• Problem details: Copy out the entries below exactly as they stand, but only from the line containing "of the scooter" through the line containing "of the overhead".

(Point localization data)
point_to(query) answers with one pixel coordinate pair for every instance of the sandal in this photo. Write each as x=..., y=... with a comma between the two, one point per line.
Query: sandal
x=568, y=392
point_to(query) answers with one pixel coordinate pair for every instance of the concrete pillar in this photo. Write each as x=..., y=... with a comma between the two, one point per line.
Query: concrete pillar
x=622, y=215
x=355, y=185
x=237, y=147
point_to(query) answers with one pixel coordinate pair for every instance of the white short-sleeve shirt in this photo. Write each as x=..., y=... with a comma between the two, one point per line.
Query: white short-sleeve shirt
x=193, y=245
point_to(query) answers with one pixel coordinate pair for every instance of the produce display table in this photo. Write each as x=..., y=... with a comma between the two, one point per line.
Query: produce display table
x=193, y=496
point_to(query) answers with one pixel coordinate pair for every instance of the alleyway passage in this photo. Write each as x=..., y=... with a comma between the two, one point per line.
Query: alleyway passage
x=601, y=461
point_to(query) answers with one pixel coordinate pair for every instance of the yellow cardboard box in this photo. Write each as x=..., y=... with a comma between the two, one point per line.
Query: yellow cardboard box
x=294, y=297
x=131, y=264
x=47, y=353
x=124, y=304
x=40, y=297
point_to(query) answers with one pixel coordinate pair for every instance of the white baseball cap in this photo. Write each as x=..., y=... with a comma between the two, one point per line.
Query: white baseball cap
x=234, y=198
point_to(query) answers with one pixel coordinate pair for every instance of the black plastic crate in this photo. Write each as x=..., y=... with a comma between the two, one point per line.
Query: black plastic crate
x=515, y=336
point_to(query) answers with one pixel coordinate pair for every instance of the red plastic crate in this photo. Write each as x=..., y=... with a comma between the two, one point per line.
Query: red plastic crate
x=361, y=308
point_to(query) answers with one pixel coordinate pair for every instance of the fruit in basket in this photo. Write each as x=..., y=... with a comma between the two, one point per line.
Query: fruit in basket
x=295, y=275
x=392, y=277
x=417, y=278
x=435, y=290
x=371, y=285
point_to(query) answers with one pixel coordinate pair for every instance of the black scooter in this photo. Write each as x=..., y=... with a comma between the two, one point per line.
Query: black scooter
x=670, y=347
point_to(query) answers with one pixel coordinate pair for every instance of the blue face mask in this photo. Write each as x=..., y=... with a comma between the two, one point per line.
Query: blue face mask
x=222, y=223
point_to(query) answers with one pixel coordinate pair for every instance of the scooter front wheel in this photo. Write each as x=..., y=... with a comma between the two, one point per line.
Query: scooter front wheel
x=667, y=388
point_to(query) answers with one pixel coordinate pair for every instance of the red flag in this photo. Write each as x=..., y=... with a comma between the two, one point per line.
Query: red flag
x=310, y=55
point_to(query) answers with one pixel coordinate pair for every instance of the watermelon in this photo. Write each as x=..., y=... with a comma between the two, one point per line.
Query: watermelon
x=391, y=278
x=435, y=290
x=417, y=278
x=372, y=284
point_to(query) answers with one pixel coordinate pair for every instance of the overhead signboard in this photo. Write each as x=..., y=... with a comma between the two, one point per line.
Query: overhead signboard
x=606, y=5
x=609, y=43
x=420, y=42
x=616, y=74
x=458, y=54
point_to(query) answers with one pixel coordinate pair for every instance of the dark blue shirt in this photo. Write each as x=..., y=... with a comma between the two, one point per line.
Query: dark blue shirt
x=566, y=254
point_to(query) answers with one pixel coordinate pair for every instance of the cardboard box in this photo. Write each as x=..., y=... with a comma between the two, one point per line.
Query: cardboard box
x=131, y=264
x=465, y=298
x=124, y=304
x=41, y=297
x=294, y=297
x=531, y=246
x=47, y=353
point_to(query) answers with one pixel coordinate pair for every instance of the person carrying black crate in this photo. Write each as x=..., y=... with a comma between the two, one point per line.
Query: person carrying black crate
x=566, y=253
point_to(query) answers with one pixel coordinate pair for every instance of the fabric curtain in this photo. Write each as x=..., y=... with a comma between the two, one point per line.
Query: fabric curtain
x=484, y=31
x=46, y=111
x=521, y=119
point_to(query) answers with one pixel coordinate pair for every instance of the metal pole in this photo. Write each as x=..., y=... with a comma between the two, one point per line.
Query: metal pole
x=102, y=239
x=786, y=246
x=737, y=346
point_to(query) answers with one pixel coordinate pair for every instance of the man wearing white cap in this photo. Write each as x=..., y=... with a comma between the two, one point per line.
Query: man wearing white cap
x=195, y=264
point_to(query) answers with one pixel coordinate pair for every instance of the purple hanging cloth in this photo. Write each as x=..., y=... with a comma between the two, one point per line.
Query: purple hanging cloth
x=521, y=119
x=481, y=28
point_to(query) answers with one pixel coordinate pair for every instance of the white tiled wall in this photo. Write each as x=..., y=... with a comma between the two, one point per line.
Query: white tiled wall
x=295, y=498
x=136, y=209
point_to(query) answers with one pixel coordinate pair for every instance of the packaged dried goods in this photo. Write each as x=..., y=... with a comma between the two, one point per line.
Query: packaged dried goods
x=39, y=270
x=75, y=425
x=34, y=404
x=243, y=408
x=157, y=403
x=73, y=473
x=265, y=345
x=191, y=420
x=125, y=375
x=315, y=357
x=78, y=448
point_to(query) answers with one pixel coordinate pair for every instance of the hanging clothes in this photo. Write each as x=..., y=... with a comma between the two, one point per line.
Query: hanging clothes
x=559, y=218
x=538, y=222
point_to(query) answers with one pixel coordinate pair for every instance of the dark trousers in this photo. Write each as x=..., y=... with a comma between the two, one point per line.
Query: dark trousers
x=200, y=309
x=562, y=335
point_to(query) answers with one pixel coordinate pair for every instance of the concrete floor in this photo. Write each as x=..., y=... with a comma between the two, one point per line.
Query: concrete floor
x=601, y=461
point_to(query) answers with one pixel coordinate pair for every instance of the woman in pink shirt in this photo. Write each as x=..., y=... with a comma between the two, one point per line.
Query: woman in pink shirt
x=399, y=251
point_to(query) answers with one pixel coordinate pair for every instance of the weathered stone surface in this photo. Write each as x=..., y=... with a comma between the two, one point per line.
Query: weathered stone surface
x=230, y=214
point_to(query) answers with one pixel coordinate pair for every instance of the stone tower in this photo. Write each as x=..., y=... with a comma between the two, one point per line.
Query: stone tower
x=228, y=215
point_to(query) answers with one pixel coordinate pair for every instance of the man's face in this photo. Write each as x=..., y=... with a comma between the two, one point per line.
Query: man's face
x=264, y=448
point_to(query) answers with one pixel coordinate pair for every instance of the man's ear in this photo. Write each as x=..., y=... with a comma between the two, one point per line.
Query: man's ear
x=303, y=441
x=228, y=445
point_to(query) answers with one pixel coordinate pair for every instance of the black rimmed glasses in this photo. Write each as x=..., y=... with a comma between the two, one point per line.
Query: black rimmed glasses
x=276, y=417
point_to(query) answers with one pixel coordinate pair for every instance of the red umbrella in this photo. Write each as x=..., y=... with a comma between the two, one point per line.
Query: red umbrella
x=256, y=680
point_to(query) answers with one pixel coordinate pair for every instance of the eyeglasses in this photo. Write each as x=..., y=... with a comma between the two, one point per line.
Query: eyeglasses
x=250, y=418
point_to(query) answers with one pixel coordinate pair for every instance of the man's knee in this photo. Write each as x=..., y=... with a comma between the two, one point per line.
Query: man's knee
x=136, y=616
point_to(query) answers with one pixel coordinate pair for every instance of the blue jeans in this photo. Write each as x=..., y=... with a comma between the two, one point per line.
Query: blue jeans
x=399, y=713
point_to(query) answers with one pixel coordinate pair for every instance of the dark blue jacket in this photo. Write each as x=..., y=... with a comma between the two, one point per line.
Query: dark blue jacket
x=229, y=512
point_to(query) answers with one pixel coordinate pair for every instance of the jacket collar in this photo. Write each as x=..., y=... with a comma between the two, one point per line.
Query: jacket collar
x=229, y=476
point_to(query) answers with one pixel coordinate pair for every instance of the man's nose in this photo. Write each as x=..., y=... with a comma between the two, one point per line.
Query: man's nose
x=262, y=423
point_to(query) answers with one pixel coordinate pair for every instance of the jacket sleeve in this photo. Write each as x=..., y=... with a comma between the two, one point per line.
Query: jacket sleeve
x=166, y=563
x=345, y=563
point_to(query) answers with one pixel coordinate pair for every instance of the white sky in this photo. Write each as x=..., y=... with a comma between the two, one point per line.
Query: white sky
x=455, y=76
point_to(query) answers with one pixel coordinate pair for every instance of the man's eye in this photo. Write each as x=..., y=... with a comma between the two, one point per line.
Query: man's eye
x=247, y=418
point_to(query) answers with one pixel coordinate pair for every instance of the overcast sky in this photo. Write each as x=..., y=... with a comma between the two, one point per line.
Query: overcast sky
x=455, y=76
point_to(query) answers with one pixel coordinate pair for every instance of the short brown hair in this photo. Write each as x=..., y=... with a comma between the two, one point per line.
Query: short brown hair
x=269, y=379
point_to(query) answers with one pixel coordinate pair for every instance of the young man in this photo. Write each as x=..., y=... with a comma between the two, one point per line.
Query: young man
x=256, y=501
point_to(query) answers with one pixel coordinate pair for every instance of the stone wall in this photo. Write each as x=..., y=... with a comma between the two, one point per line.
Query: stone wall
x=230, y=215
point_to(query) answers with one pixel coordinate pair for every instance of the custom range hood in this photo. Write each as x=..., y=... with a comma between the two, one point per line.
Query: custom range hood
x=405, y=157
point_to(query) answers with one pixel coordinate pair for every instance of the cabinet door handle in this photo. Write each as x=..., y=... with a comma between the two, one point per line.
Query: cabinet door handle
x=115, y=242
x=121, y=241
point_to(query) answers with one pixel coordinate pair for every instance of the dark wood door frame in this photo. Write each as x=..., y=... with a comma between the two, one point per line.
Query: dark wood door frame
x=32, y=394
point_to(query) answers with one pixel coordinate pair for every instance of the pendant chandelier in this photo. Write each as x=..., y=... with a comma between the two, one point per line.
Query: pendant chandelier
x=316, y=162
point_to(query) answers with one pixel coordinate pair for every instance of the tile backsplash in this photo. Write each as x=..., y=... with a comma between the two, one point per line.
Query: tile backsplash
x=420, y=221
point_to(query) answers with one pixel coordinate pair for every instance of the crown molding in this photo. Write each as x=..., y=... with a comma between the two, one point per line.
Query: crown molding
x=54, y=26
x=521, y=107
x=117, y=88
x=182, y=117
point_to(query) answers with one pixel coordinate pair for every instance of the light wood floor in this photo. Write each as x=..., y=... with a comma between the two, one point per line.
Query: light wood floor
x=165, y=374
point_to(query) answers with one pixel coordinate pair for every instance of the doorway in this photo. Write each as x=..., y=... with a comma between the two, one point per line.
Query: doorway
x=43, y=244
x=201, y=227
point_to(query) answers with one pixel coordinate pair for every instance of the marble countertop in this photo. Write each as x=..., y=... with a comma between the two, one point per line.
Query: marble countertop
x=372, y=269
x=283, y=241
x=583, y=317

• Exercise result:
point_to(query) answers with one pixel coordinate pair for every instance of the scooter front wheel in this photo. Write each as x=..., y=... with a comma between the two, one point per line.
Query: scooter front wheel
x=667, y=388
point_to(query) answers with one pixel coordinate pair for every instance of the red flag in this photo. Write each as x=..., y=... with a comma between the two, one point per line.
Query: red flag
x=310, y=55
point_to(query) answers with one pixel coordinate pair for every instance of the watermelon in this photo. Write each as x=..., y=... with a comma between the two, one point per line.
Query: watermelon
x=391, y=278
x=435, y=290
x=417, y=278
x=372, y=284
point_to(query) answers with one pixel coordinate pair for every instance of the overhead signboard in this photo. Write each as x=..., y=... with a comma between the two, one point per line.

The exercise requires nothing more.